**PROVIDED PASSAGE**
____

In the UK, we produce just 46 per cent of the food we eat, while the rest comes from abroad. John Sheard is worried that this is leading to higher prices at the supermarkets as we compete with developing countries for imports

As the season approaches for festive stuffing of often unwanted and un-needed food, it is perhaps time, not of food for thought, but of thought for food. For make no mistake, the way this nation feeds itself is facing unprecedented change.

I am not just talking about the ever increasing cost of food in the supermarkets – which, thankfully in Craven are facing growing competition – but the very availability of the stuff. For thanks to years of confusion over the role of British farming, we grow less than half of what we eat and the countries that supply us with the other half are being tempted away.

The reason for that is the huge growth of well-to-do consumers in the Far East who once lived on a diet heavy in rice, vegetables and fish now demand – and can afford – the fat of the land: ie meat, particularly beef and lamb, and dairy products like butter and cheese.

One of the sadder experiences in my epicurean life – I was for several years restaurant critic of a magazine group – took place in Singapore, which has the most diverse eating-out scene of anywhere I have ever been.

My wife and I were strolling down Orchard Road, the city state’s main drag, pondering whether to have top quality French cuisine at our hotel or a help-yourself Chinese in a hawkers’ bazaar, when we came across a huge queue of young, excited, chattering Chinese.

Curious, we were dumfounded when we reached the head of the queue to find... a McDonald’s burger bar.

It was the first to be opened in the land of chilli crab and ice cold Tiger beer and these youngsters couldn’t wait to gorge on fried, fatty beef and Coca Cola.

____

**RAW DATA**
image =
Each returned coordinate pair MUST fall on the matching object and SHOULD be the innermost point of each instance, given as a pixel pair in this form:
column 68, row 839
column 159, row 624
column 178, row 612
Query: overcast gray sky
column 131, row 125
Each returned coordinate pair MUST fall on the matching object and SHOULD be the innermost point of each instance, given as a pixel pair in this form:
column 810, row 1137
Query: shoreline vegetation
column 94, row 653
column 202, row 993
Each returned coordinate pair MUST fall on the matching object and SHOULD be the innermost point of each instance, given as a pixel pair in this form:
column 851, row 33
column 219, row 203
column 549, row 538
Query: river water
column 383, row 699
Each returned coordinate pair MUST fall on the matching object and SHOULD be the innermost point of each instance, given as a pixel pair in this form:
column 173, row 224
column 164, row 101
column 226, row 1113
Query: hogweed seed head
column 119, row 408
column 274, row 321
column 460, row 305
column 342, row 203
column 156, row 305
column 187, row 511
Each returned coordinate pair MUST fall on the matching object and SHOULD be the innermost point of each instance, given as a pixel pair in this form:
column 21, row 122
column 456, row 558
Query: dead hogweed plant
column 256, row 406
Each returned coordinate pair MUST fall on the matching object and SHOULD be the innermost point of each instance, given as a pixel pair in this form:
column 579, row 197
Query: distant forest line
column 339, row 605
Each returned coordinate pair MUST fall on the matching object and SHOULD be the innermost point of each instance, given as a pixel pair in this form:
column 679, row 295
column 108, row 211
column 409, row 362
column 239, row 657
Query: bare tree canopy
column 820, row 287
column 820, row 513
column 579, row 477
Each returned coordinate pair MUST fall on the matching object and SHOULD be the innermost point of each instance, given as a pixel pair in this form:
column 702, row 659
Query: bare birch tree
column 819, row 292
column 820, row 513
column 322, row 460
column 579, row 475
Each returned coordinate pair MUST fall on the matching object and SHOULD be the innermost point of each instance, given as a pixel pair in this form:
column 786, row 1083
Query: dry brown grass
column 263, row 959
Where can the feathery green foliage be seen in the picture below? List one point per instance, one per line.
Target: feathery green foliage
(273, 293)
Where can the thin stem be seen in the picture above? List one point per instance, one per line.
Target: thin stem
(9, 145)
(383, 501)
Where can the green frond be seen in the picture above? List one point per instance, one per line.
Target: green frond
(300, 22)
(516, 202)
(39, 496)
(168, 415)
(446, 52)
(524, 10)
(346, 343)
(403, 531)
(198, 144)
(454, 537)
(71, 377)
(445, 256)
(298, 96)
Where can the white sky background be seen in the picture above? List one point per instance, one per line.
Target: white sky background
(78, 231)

____

**OBJECTIVE**
Copy the stretch of the article on Britain's food supply from "I am not just" through "have ever been.", word for word.

**EXERCISE RESULT**
I am not just talking about the ever increasing cost of food in the supermarkets – which, thankfully in Craven are facing growing competition – but the very availability of the stuff. For thanks to years of confusion over the role of British farming, we grow less than half of what we eat and the countries that supply us with the other half are being tempted away.

The reason for that is the huge growth of well-to-do consumers in the Far East who once lived on a diet heavy in rice, vegetables and fish now demand – and can afford – the fat of the land: ie meat, particularly beef and lamb, and dairy products like butter and cheese.

One of the sadder experiences in my epicurean life – I was for several years restaurant critic of a magazine group – took place in Singapore, which has the most diverse eating-out scene of anywhere I have ever been.